_Metin_
..........
HABER MERKEZİ - İHD ve kayıp yakınlarının Amed, Êlih ve Colemêrg’de düzenlediği eylemlerde Ebubekir Deniz ve Serdar Tanış ile Mehmet Zeki Doğan’ın akıbeti sorularak faillerinin yargılanması istendi.
İnsan Hakları Derneği (İHD) Amed, Êlih ve Colemêrg şubeleri ile kayıp yakınları kayıpların akıbetini sormak, faillerin yargılanmasını talep etmek amacıyla bir kez daha bir araya geldi.
AMED
Amed’deki eylem 833’üncü haftasında yine Koşuyolu Parkı’nda bulunan Yaşam Hakkı Anıtı önünde sürdü. Açıklamaya katılan kitle, ellerinde kayıpların fotoğraflarının bulunduğu dövizleri taşıdı. Eylemin bu haftasında 25 Ocak 2001’de Şirnex’in Silopiya (Silopi) İlçesi’nde çağrılmaları üzerine gittikleri ilçe jandarma komutanlığında, kaybettirilen Halkların Demokrasi Partisi (HADEP) İlçe Başkanı Serdar Tanış ve Parti Yöneticisi Ebubekir Deniz’in hikayesi paylaşıldı.
Eylemde ilk konuşan Halkların Eşitlik ve Demokrasi Partisi (DEM Parti) Amed İl Eşbaşkanı Abbas Şahin, toplumsal barışın sağlanabilmesi için kayıpların bulunması, faillerin yargılanması gerektiğini ve bununla yüzleşilmesi gerektiğini ifade etti.
DEM Parti Amed Milletvekili Adalet Kaya ise çözümün tartışıldığı bu dönemde faşizmin biçim değiştirerek farklı şekillerde sürdürüldüğüne işaret etti. Adalet Kaya, ailelerin adalet talebi olduğunu ve bunun sağlanması için mücadele edeceklerini belirtti.
..........
_İstenenler_
a) Aşağıdaki ifadelerin metinle uyuşup uyuşmadığını belirtin. Her biri için evet ya da hayır deyin ve metinden belirleyici sözcükleri aynen alıntılayın.
(i) Amed'deki eylem 833'üncü haftasında Koşuyolu Parkı'nda yapıldı.
(ii) Serdar Tanış ve Ebubekir Deniz, Cizre İlçesi'nde kaybettirildi.
(iii) Abbas Şahin, DEM Parti Amed Milletvekilidir.
b) Metinde adı geçen bütün kişileri sıralayın.

_Kayıtlar_
..........
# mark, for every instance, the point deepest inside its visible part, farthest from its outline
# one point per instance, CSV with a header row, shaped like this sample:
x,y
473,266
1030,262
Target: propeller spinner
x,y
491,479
..........
_Alıştırma Yanıtları_
a)
(i) Evet: "Amed’deki eylem 833’üncü haftasında yine Koşuyolu Parkı’nda bulunan Yaşam Hakkı Anıtı önünde sürdü."
(ii) Hayır: "Şirnex’in Silopiya (Silopi) İlçesi’nde"
(iii) Hayır: "Halkların Eşitlik ve Demokrasi Partisi (DEM Parti) Amed İl Eşbaşkanı Abbas Şahin"

b) Ebubekir Deniz, Serdar Tanış, Mehmet Zeki Doğan, Abbas Şahin, Adalet Kaya